**WRITTEN PROBLEM:** Put every line of the entries below into a numbered list, omitting blank lines and leaving the pictures out of the answer.

[Location identification entries]
================================

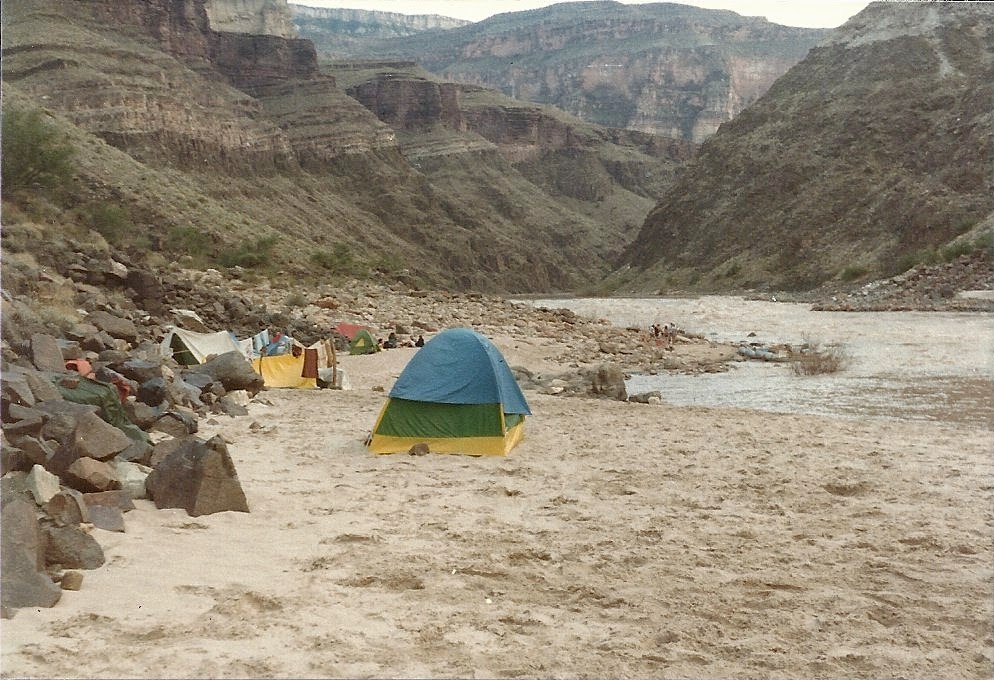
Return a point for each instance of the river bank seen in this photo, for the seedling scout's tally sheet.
(619, 539)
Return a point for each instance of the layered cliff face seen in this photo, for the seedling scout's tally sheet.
(222, 147)
(340, 24)
(157, 92)
(872, 150)
(256, 17)
(666, 69)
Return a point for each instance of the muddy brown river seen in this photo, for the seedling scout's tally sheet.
(900, 365)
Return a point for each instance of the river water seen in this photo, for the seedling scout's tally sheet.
(900, 365)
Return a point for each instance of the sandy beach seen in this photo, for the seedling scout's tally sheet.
(618, 540)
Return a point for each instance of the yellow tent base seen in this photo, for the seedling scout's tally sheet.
(283, 370)
(471, 446)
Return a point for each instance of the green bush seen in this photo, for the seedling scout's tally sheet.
(188, 241)
(853, 272)
(109, 220)
(339, 261)
(954, 250)
(816, 359)
(35, 153)
(250, 256)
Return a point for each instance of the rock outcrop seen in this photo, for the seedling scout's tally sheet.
(832, 175)
(255, 17)
(665, 69)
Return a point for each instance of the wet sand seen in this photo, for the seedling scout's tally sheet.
(618, 540)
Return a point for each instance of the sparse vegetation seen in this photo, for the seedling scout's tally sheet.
(340, 260)
(296, 299)
(853, 272)
(188, 241)
(109, 220)
(35, 154)
(250, 256)
(814, 358)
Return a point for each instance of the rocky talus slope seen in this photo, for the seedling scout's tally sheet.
(865, 156)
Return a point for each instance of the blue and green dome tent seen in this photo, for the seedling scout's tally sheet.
(457, 395)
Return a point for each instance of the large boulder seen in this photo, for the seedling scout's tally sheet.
(608, 380)
(199, 477)
(70, 547)
(233, 371)
(23, 581)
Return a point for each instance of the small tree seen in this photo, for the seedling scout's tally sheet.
(35, 154)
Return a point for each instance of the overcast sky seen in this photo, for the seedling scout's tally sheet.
(808, 13)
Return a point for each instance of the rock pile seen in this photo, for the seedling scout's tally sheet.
(940, 287)
(78, 449)
(93, 416)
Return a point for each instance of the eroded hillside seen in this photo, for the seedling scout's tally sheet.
(225, 148)
(871, 155)
(662, 68)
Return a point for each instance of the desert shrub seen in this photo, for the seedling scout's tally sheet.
(35, 153)
(853, 272)
(813, 358)
(187, 241)
(912, 260)
(339, 260)
(985, 242)
(251, 255)
(109, 220)
(954, 250)
(388, 263)
(296, 299)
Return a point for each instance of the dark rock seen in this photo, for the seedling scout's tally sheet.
(233, 371)
(72, 548)
(28, 427)
(152, 392)
(23, 582)
(139, 370)
(231, 406)
(182, 393)
(114, 326)
(164, 448)
(88, 475)
(71, 580)
(14, 486)
(98, 342)
(646, 397)
(13, 459)
(199, 477)
(143, 415)
(107, 517)
(67, 508)
(138, 452)
(42, 484)
(115, 357)
(176, 423)
(608, 380)
(95, 438)
(46, 354)
(116, 499)
(38, 451)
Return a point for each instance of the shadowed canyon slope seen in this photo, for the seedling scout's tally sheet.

================================

**EXPECTED ANSWER:**
1. Return a point for each instance of the river bank seen in this photo, for the seedling scout's tally sheet.
2. (619, 539)
3. Return a point for each instance of the layered cliff face seen in this photo, for the seedling scout's tally sheet.
4. (222, 147)
5. (340, 24)
6. (157, 92)
7. (872, 150)
8. (256, 17)
9. (666, 69)
10. Return a point for each instance of the muddy brown river seen in this photo, for the seedling scout's tally sheet.
11. (900, 365)
12. Return a point for each instance of the river water seen in this photo, for the seedling scout's tally sheet.
13. (900, 365)
14. Return a point for each instance of the sandy beach seen in this photo, for the seedling scout's tally sheet.
15. (618, 540)
16. Return a point for each instance of the yellow tent base seen in this photo, for the seedling scout's tally sheet.
17. (283, 370)
18. (471, 446)
19. Return a point for each instance of the green bush seen in this photo, for the seedling scout's tally sheet.
20. (188, 241)
21. (853, 272)
22. (109, 220)
23. (339, 261)
24. (954, 250)
25. (816, 359)
26. (35, 153)
27. (250, 256)
28. Return a point for each instance of the rock outcrop seen in this photo, for the seedling scout's tally sheet.
29. (832, 175)
30. (255, 17)
31. (665, 69)
32. Return a point for each instance of the wet sand seen in this photo, for the seedling scout's tally sheet.
33. (618, 540)
34. Return a point for each instance of the sparse vegetation seen in this photo, for the seedling scout's tally sheet.
35. (340, 260)
36. (296, 299)
37. (853, 272)
38. (188, 241)
39. (109, 220)
40. (35, 154)
41. (250, 256)
42. (814, 358)
43. Return a point for each instance of the rocky talus slope seen in this photo, for the seedling scout's tally sheet.
44. (865, 156)
45. Return a point for each instance of the blue and green dome tent seen in this photo, for the seedling scout's tally sheet.
46. (457, 395)
47. Return a point for each instance of the large boulder seen in this photo, for the seedling scout's tally sheet.
48. (608, 380)
49. (199, 477)
50. (70, 547)
51. (233, 371)
52. (23, 581)
53. Return a point for each instance of the small tree seen in this photo, for the seedling scout's tally sheet.
54. (35, 154)
55. Return a point for each instance of the overcast sky seen in this photo, for the seedling scout's tally sheet.
56. (808, 13)
57. Return a point for each instance of the rock pile seen in this photo, for the seedling scout's tally sheet.
58. (940, 287)
59. (78, 449)
60. (93, 416)
61. Return a point for each instance of the eroded hillside seen in this photo, for the seedling scout's tally sheet.
62. (225, 148)
63. (871, 155)
64. (662, 68)
65. Return a point for each instance of the desert shrub seen in this photo, for the seedling scout's tally sheet.
66. (35, 153)
67. (853, 272)
68. (813, 358)
69. (187, 241)
70. (912, 260)
71. (339, 260)
72. (985, 242)
73. (251, 255)
74. (109, 220)
75. (954, 250)
76. (388, 263)
77. (296, 299)
78. Return a point for each instance of the dark rock seen in this photo, for the seedling scout's tally sheet.
79. (233, 371)
80. (72, 548)
81. (28, 427)
82. (152, 392)
83. (23, 582)
84. (139, 370)
85. (231, 406)
86. (182, 393)
87. (114, 326)
88. (164, 448)
89. (88, 475)
90. (71, 580)
91. (14, 486)
92. (98, 342)
93. (646, 397)
94. (13, 459)
95. (199, 477)
96. (143, 415)
97. (107, 517)
98. (67, 508)
99. (138, 452)
100. (42, 484)
101. (115, 357)
102. (176, 423)
103. (608, 380)
104. (95, 438)
105. (46, 354)
106. (116, 499)
107. (38, 451)
108. Return a point for each instance of the shadowed canyon slope seen in this photo, for the seedling scout's tally sheet.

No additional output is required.